*Your task*. Please update the lines below, replacing "evaluation set" with "test set" everywhere and changing nothing else. Leave the pictures out of your answer.

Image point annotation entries

------------------------------------

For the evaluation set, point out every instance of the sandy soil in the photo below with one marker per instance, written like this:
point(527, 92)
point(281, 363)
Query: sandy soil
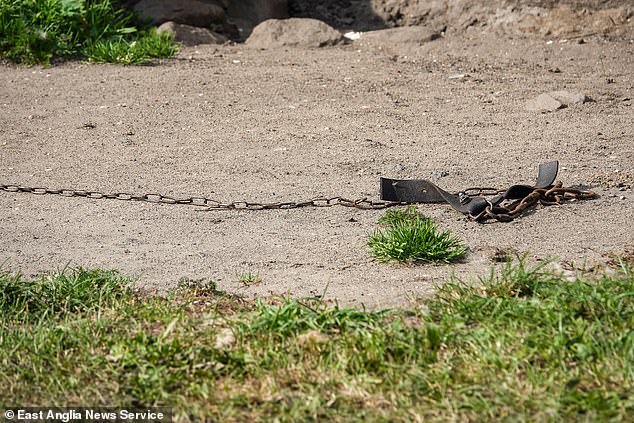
point(234, 123)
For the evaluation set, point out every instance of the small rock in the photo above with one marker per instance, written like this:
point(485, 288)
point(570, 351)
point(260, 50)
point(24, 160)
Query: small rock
point(293, 32)
point(312, 338)
point(191, 35)
point(543, 103)
point(555, 100)
point(224, 339)
point(569, 99)
point(401, 35)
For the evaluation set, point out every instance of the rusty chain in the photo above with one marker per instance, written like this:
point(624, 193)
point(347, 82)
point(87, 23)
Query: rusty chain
point(557, 194)
point(204, 202)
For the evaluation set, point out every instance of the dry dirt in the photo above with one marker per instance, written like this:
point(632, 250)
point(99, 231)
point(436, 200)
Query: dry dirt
point(234, 123)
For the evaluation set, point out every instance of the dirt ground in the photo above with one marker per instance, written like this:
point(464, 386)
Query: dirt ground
point(234, 123)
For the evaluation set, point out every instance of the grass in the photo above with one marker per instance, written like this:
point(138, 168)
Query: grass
point(39, 31)
point(522, 344)
point(410, 237)
point(249, 278)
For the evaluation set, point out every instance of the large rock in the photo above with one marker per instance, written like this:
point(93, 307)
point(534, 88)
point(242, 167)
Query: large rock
point(246, 14)
point(294, 32)
point(192, 35)
point(188, 12)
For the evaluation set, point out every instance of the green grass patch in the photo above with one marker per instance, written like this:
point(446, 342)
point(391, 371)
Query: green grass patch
point(39, 31)
point(408, 237)
point(523, 344)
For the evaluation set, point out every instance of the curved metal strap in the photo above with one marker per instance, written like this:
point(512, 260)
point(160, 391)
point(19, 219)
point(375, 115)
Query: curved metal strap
point(424, 191)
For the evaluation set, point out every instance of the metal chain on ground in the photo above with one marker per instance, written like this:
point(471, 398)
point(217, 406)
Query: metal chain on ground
point(556, 194)
point(204, 202)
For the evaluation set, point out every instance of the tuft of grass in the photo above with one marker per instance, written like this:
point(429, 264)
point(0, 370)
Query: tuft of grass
point(121, 51)
point(69, 292)
point(521, 344)
point(410, 237)
point(249, 278)
point(38, 31)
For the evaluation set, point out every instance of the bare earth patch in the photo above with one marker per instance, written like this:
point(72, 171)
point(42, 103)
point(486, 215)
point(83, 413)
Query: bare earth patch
point(235, 123)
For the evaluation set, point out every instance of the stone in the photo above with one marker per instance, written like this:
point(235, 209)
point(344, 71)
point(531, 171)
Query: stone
point(569, 99)
point(246, 14)
point(554, 100)
point(404, 35)
point(293, 32)
point(188, 12)
point(192, 35)
point(543, 103)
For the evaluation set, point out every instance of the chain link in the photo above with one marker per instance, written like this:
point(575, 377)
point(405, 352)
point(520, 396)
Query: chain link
point(557, 194)
point(204, 202)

------------------------------------

*Result of the exercise*.
For the test set, point out every instance of the sandy soil in the photo below with one marker per instance, written like this:
point(527, 92)
point(281, 363)
Query: sandy soil
point(234, 123)
For the test set, point out every instance of the small rock in the photo above with one marker per instance, written like this:
point(485, 288)
point(570, 351)
point(260, 50)
point(24, 160)
Query: small rock
point(293, 32)
point(312, 338)
point(191, 35)
point(543, 103)
point(555, 100)
point(224, 339)
point(569, 99)
point(401, 35)
For the test set, point out every instance of the rusty chain in the photo above with one marker per instance, written like this:
point(624, 193)
point(347, 82)
point(87, 23)
Query: rusty chain
point(557, 194)
point(204, 202)
For the test set, point out every instance of the dry dirt in the photo above with one marker per instance, written like this:
point(632, 250)
point(99, 231)
point(436, 200)
Query: dry dirt
point(234, 123)
For the test set, point out every instance of the dirt ground in the photo above with one marker per instance, written like this:
point(464, 386)
Query: dirt ground
point(234, 123)
For the test set, point out every instance of the grass in the photo above with one marker per instance, written like this:
point(138, 168)
Query: grass
point(39, 31)
point(522, 344)
point(410, 237)
point(249, 278)
For the test set, point out every instance of the large rock in the photo above with one marker per instance, written like this:
point(93, 307)
point(534, 88)
point(242, 167)
Query: large rock
point(246, 14)
point(294, 32)
point(192, 35)
point(188, 12)
For the test set, point out every instance of the green grass patch in the photo above with one marker per instance, written like this:
point(446, 342)
point(391, 371)
Query: green grass patch
point(39, 31)
point(408, 237)
point(523, 344)
For the test set, point out every instance of the curved metal strap in the photo above with one marker per instance, written like this:
point(512, 260)
point(160, 391)
point(19, 219)
point(375, 115)
Query: curved metal strap
point(424, 191)
For the test set, point out every instance of the metal chain on ground in the photo above with one marker per instance, written like this:
point(471, 398)
point(217, 406)
Query: metal chain on ground
point(556, 194)
point(204, 202)
For the test set, point out every instance of the tuft of grass in the photo above with one marker per instance, written like this:
point(429, 264)
point(0, 370)
Query: tuft of grass
point(121, 51)
point(69, 292)
point(521, 344)
point(410, 237)
point(249, 278)
point(38, 31)
For the test set, point out every instance of the bare earth patch in the photo above with one marker per instance, written like this:
point(72, 171)
point(42, 103)
point(486, 215)
point(83, 413)
Query: bare earth patch
point(235, 123)
For the test set, point out every instance of the stone in the photo above with one marker per instance, written like this:
point(235, 209)
point(344, 71)
point(531, 171)
Query: stone
point(569, 99)
point(246, 14)
point(554, 100)
point(404, 35)
point(293, 32)
point(188, 12)
point(192, 35)
point(543, 103)
For the test set, point out every instance of the chain link in the photo above with one marker per instance, written like this:
point(575, 377)
point(405, 352)
point(520, 396)
Query: chain link
point(557, 194)
point(204, 202)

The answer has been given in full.